Copy the microservice project overview below in full, word for word.

Page excerpt –
------------------------------------
Internal Service Communication

  • Services can communicate with each other directly using RestClient without going through the API Gateway
  • Internal service-to-service calls (e.g., Comment Service to Notification Service) bypass JWT authentication
  • Direct external access to any service endpoints still requires valid JWT authentication through the API Gateway
  • This architecture ensures secure external access while maintaining efficient internal communication

Technology Stack

  • Java 21
  • Spring Boot 3.4.4
  • Spring Cloud
  • Maven (Multi-module project)
  • JWT for authentication
  • Spring Cloud Gateway
  • Spring Cloud Config
  • Spring Cloud Netflix Eureka

Prerequisites

  • JDK 21
  • Maven 3.8+
  • Docker (optional, for containerization)

Project Structure

microservice-essentials/
├── api-gateway/         # API Gateway service
├── auth-service/        # Authentication service
├── comment-service/     # Comment management service
├── config-server/       # Centralized configuration
├── notification-service/# Notification management service
├── service-discovery/   # Service discovery (Eureka Server)
└── pom.xml             # Parent POM file

Getting Started

  1. Clone the repository:
git clone <repository-url>
  1. Build the project:
mvn clean install
  1. Start the services in the following order:
    • Service Discovery
    • Config Server
    • Auth Service
    • Comment Service
    • API Gateway

Each service can be started using:

cd <service-directory>
mvn spring-boot:run

Service Ports

  • Service Discovery: 8761
  • Config Server: 8888
  • Auth Service: 9898
  • Comment Service: 8081
  • Notification Service: 8082
  • API Gateway: 8080

Documentation

Each microservice has its own README with detailed documentation about its specific functionality, API endpoints, and configuration options.
------------------------------------
Data records –
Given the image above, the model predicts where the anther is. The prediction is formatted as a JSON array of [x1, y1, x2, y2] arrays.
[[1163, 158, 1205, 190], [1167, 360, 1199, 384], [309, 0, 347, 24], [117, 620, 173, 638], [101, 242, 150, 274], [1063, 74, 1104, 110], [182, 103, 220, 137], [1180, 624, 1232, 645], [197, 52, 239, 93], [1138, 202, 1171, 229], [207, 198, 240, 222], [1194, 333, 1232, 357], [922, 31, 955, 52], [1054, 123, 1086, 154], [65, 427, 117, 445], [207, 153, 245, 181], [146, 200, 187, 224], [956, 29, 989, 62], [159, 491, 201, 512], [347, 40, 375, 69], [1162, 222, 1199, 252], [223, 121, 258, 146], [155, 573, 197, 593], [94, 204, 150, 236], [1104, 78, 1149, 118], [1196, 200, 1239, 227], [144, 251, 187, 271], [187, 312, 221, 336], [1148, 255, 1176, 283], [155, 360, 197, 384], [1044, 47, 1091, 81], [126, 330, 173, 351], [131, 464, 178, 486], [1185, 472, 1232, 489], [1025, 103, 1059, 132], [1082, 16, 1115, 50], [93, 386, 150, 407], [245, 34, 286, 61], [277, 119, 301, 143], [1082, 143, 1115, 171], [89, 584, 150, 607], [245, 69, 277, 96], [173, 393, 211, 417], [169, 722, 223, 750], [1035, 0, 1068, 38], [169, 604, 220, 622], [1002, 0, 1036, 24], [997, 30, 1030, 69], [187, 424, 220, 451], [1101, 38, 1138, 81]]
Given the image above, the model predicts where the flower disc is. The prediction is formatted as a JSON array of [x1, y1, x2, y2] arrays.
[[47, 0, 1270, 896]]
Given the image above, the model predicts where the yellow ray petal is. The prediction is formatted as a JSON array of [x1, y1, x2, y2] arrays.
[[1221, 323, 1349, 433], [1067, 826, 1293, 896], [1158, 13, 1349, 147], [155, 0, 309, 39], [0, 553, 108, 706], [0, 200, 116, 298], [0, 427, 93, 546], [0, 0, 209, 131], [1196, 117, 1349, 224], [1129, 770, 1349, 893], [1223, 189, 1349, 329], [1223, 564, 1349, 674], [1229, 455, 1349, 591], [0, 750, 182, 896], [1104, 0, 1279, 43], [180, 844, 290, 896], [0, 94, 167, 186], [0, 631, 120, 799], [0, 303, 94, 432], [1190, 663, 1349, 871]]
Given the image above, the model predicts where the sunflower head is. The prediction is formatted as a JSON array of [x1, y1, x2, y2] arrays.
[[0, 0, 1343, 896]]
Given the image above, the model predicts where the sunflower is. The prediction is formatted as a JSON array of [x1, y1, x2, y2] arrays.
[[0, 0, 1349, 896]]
------------------------------------
Written solution –
Internal Service Communication

  • Services can communicate with each other directly using RestClient without going through the API Gateway
  • Internal service-to-service calls (e.g., Comment Service to Notification Service) bypass JWT authentication
  • Direct external access to any service endpoints still requires valid JWT authentication through the API Gateway
  • This architecture ensures secure external access while maintaining efficient internal communication

Technology Stack

  • Java 21
  • Spring Boot 3.4.4
  • Spring Cloud
  • Maven (Multi-module project)
  • JWT for authentication
  • Spring Cloud Gateway
  • Spring Cloud Config
  • Spring Cloud Netflix Eureka

Prerequisites

  • JDK 21
  • Maven 3.8+
  • Docker (optional, for containerization)

Project Structure

microservice-essentials/
├── api-gateway/         # API Gateway service
├── auth-service/        # Authentication service
├── comment-service/     # Comment management service
├── config-server/       # Centralized configuration
├── notification-service/# Notification management service
├── service-discovery/   # Service discovery (Eureka Server)
└── pom.xml             # Parent POM file

Getting Started

  1. Clone the repository:
git clone <repository-url>
  1. Build the project:
mvn clean install
  1. Start the services in the following order:
    • Service Discovery
    • Config Server
    • Auth Service
    • Comment Service
    • API Gateway

Each service can be started using:

cd <service-directory>
mvn spring-boot:run

Service Ports

  • Service Discovery: 8761
  • Config Server: 8888
  • Auth Service: 9898
  • Comment Service: 8081
  • Notification Service: 8082
  • API Gateway: 8080

Documentation

Each microservice has its own README with detailed documentation about its specific functionality, API endpoints, and configuration options.